*** TASK INPUT ***
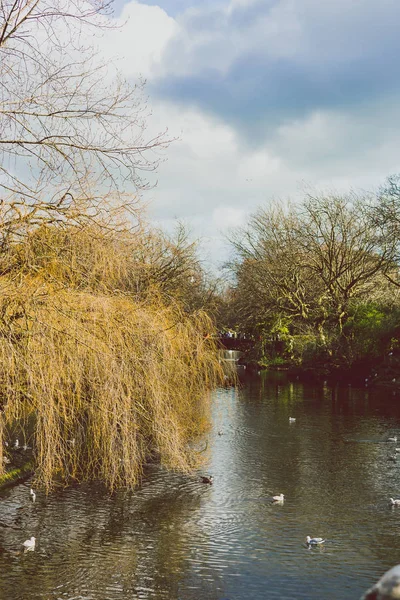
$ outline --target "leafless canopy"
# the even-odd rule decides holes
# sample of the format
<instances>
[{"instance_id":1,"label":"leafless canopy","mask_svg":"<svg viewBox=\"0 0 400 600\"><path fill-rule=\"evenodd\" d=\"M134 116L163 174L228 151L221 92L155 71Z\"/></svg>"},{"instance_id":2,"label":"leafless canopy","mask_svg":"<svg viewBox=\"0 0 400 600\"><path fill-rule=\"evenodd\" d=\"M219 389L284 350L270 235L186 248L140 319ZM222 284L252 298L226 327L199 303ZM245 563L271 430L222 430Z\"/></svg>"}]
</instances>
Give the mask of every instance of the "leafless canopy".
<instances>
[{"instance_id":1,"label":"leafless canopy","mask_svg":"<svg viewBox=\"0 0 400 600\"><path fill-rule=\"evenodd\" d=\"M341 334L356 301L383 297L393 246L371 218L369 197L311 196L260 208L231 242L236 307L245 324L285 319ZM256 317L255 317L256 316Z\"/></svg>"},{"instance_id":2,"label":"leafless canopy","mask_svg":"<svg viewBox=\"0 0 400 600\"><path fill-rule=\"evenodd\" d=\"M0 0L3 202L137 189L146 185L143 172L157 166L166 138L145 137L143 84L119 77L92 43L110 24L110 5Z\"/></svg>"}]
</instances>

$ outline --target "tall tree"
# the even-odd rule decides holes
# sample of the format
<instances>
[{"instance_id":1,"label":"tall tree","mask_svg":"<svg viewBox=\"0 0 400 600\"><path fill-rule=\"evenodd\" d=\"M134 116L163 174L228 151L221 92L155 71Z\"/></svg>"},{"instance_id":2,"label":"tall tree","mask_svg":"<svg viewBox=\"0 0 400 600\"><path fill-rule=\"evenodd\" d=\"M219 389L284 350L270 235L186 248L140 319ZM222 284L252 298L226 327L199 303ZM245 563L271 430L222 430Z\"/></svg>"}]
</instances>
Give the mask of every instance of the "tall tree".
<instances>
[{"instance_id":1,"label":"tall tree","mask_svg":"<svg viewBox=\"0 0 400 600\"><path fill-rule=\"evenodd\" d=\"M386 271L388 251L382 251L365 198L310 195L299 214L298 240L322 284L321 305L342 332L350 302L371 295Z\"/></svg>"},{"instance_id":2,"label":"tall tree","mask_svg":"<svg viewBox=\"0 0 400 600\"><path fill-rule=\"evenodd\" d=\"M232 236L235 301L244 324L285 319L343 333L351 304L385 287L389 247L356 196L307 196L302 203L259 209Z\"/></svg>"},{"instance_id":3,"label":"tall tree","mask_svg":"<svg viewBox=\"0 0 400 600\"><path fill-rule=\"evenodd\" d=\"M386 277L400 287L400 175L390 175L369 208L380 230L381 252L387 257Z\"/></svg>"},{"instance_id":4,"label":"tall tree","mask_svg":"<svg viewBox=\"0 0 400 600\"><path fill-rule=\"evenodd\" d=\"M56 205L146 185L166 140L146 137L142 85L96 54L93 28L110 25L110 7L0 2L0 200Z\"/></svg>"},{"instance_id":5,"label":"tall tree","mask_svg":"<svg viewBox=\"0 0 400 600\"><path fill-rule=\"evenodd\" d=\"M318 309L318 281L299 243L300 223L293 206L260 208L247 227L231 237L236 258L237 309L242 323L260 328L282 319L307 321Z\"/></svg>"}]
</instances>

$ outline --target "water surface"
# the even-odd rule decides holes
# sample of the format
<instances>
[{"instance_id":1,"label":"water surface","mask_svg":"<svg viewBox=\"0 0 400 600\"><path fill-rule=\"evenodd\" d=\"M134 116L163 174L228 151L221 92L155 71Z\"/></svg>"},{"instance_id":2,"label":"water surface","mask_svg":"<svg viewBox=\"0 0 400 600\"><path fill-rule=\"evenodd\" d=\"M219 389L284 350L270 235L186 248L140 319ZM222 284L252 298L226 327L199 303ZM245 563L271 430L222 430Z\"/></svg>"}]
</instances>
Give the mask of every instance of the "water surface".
*** End of TASK INPUT ***
*** TASK INPUT ***
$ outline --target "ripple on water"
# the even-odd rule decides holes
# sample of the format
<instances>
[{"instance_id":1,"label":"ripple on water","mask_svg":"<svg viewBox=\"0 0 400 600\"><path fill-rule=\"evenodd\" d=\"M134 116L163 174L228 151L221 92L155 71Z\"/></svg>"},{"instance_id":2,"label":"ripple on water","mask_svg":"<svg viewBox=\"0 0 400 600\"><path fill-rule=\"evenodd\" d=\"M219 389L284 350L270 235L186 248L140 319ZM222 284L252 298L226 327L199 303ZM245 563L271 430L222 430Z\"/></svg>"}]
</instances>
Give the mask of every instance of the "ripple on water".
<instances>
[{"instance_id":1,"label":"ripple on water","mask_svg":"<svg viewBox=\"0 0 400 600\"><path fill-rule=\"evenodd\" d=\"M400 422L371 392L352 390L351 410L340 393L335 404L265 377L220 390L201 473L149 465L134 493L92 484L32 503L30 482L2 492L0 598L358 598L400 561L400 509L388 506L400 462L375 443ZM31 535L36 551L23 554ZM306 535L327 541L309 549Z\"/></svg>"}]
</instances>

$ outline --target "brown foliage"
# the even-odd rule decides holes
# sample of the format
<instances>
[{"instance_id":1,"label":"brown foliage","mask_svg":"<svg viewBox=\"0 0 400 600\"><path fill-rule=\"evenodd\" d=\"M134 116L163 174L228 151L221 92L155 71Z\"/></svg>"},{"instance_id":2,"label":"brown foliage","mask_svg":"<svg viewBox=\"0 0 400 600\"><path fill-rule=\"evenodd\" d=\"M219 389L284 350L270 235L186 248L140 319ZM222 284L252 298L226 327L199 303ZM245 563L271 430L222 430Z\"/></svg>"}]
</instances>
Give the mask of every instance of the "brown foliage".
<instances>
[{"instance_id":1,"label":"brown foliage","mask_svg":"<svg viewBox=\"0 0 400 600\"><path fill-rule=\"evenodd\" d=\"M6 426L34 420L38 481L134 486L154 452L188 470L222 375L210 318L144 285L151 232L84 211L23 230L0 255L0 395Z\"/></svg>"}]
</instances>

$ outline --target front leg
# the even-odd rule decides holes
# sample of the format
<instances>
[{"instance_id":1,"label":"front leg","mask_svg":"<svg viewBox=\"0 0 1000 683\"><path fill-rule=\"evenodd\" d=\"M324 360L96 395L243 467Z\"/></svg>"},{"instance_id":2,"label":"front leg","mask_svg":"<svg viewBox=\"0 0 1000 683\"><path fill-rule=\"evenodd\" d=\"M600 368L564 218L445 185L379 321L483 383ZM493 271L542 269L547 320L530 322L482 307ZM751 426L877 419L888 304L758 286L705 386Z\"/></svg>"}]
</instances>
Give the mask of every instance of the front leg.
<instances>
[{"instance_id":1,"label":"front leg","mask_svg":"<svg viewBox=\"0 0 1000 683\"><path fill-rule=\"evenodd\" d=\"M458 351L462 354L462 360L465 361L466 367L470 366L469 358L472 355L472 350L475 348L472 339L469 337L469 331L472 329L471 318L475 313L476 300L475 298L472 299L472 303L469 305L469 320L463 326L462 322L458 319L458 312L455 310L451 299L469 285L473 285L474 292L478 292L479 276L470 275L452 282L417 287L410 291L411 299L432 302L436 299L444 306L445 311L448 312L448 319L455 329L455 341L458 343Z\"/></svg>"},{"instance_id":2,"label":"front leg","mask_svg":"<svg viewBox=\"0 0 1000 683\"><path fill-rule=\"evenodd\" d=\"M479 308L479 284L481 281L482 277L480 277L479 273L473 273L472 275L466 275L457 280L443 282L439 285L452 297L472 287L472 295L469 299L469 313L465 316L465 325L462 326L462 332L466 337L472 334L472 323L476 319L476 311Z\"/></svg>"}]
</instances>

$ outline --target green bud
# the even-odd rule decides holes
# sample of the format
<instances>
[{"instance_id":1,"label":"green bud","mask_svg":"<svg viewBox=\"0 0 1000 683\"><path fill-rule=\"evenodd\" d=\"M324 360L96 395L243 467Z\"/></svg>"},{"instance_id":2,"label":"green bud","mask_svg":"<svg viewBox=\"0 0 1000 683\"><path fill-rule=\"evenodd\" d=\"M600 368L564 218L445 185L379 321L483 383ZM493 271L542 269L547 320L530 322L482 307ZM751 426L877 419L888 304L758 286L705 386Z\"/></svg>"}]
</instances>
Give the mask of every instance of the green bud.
*** End of TASK INPUT ***
WORK ORDER => I need every line from the material that contains the word "green".

EXERCISE RESPONSE =>
$ outline --target green bud
[{"instance_id":1,"label":"green bud","mask_svg":"<svg viewBox=\"0 0 1000 683\"><path fill-rule=\"evenodd\" d=\"M324 360L96 395L243 467Z\"/></svg>"},{"instance_id":2,"label":"green bud","mask_svg":"<svg viewBox=\"0 0 1000 683\"><path fill-rule=\"evenodd\" d=\"M600 368L564 218L445 185L379 321L483 383ZM493 271L542 269L547 320L530 322L482 307ZM751 426L877 419L888 304L758 286L705 386Z\"/></svg>"}]
Give the mask of every instance of the green bud.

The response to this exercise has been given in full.